Work to complete - Starting at the line that contains "Check that every instance of the sky" and ending at the end of the records, reproduce every line in order, including the wording that precedes each set of coordinates. Multiply every coordinate by 0.35 and round it to a whole number, rounding halves up.

Records provided -

* * * * * * * * *

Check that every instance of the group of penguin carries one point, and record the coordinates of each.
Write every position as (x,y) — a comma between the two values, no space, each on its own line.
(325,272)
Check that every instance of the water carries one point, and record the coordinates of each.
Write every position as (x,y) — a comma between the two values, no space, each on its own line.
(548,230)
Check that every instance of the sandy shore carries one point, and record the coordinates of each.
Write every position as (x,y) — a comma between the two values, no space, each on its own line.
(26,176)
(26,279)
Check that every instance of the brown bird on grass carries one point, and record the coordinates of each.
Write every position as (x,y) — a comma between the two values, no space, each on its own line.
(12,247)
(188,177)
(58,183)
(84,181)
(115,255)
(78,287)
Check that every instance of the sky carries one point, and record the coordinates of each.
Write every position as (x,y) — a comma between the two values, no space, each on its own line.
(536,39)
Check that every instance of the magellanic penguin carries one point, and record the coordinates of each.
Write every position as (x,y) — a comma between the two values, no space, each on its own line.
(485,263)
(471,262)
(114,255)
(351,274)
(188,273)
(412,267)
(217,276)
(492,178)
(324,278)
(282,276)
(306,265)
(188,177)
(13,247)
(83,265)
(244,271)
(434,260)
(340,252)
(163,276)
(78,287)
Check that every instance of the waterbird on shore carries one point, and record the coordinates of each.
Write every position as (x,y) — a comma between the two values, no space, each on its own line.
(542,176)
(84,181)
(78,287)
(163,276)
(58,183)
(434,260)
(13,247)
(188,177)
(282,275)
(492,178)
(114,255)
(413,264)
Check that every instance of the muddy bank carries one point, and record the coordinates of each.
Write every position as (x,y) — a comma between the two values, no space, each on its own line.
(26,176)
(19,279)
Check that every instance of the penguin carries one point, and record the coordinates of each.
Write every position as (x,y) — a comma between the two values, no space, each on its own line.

* * * * * * * * *

Exercise response -
Check that every instance of the sky carries one point, and record the coordinates of each.
Write every position as (x,y) — a comma between the two values, no space, each on its own line.
(188,14)
Check that every instance of the magellanic penguin carries one point, and record the coordinates of each.
Write every position as (x,y) — a comma between the two values, no space, each on its own line.
(170,92)
(165,92)
(40,89)
(123,96)
(66,96)
(144,93)
(76,97)
(172,62)
(113,97)
(99,97)
(107,93)
(66,62)
(5,86)
(29,93)
(85,95)
(152,91)
(119,88)
(57,97)
(27,100)
Check that every instance of the waterbird on shore carries one point, and record the coordinates of each.
Write every position as (x,y) — a comma between the two values, no space, each on its own line.
(190,62)
(29,63)
(27,100)
(57,97)
(20,64)
(152,91)
(5,86)
(66,62)
(99,96)
(172,62)
(40,89)
(145,92)
Check that every instance of the muddy bank carries one point, and record the coordinates of each.
Write every position as (x,y) — a comma between the two values, no space, each on its own line.
(9,62)
(7,98)
Check that every instance of the penguin carries one point, and record the coordinates of each.
Write every position as (x,y) — a comma between the two values, no space, each on its own line.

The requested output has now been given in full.